━━ PAGE TEXT ━━
Best and most performant way to handle non-reactive collections

mastrolindo · October 4, 2018, 10:29am

Hi,

Disclaimer: my app works correctly right now, this is a post purely about increase performance and maintan code best practices.

I have a few collections in my app. A couple of them I need to be true reactive, but many others follow this pattern:
1)Collection can be updated by a very small set of users in a specific admin area of my app
2)Collection needs to be fetched as read-only, immutable data for the majority of users in the main app

So far, to facilitate the updates in point 1, I treated all collections as pub/sub.
However as I read around pub/sub are also one of the source of performance issues in Meteor apps and because I don’t really need reactivity for the majority of users, I would hope to be able to do something else.

I understand that I could expose the same data that is in the publications in some methods, and make users of point 2) use the methods instead.
But if I go this way, I’ll need to share permission checks, and fetching logic both in the publications (for users 1) and methods (for users 2). Moreover I’ll need to make sure I don’t call the methods on reloads but always check myself if the client already has the data.

Is there any more elegant way to handle this?
Ideal I would love to be able to pass some option to subscribe to notify the server to just send the data, without creating a real subscription, so I could also reuse the caching logic that subscription have.

cloudspider · October 4, 2018, 1:32pm

There’s a few things you might want to do. First ask yourself the following question. Is your data re-used in different components and on different screens?

If your answer is yes, then it might not be a good idea to switch to methods and here’s why. Meteor’s DDP system in combination with Minimongo is actively diffing the changes on the server with the clientside state of your database. That diffing process is quite efficient already. There’s more reasons, but doing this yourself requires a lot of work. (This is one of the reasons I love Meteor and Minimongo).

You are basically presenting 2 use-cases. One is the dynamic / interactive use-case where an admin needs to change the data. Pub/sub is ideal for that since changes are being diffed and your client minimongo is kept in sync with that on the server.

The other use-case sounds to me like a ‘blog’ scenario, where the content is actually static once published. In this case I would use methods to fetch the data once, load it into your components and then stop synchronizing anything. You can even take it a step further and create ‘static’ versions of your content when you ‘publish’ the data. You can save that content to any CDN and save hits on your server

For the admin part when using pub/sub, make sure that you load your content using their _id’s. They are the most optimal fields to load single documents.
━━━
━━ PROVIDED DATA ━━
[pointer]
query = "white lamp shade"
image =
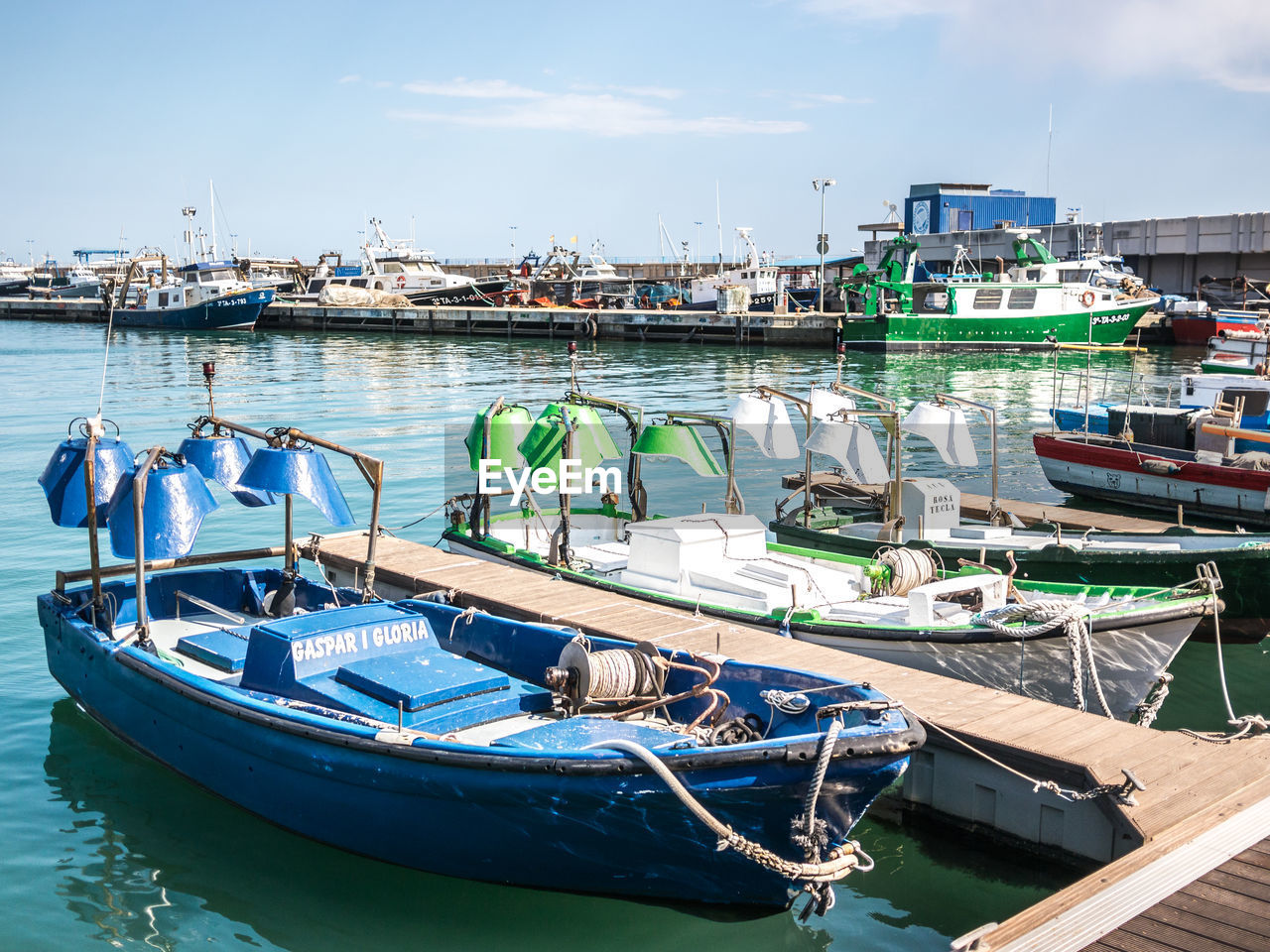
━━━
### [INSTRUCTION A]
Answer these from the forum thread on non-reactive collections:
(i) Who can update the collections in the admin area of the original poster's app?
(ii) What does Meteor's DDP system work with to diff server changes against the client-side state?
(iii) Which fields does the reply recommend for loading content in the admin part when using pub/sub?
### [INSTRUCTION B]
Echo everything in the forum thread on non-reactive collections from "But if I go" down to "has the data.".
### [INSTRUCTION C]
Carry on the forum thread on non-reactive collections after its last sentence.

### [TASK OUTPUT A]
(i) A very small set of users.
(ii) Minimongo.
(iii) The documents' _id fields.

### [TASK OUTPUT B]
But if I go this way, I’ll need to share permission checks, and fetching logic both in the publications (for users 1) and methods (for users 2). Moreover I’ll need to make sure I don’t call the methods on reloads but always check myself if the client already has the data.

### [TASK OUTPUT C]
robfallows · October 4, 2018, 1:49pm

Also, static collections won’t introduce any additional oplog activity, so the only overhead with the normal pub/sub will be when new clients connect and first subscribe to the data. As long as your queries are efficient, it won’t really make much difference whether you use pub/sub or methods.

There will always be memory overhead per client on the server, but if your (pub/sub) queries are observer-reusable, this can be minimised. This article may be useful:

https://galaxy-guide.meteor.com/apm-optimizing-your-app-for-live-queries.html

mastrolindo · October 4, 2018, 3:58pm

The data is needed by multiple components and screens, but for the non-admin use case it becomes static as soon as the user logs in, so I don’t need to diff it with the server, I just need to send it once and cache it somewhere (a global reactive dict? a local collection ? )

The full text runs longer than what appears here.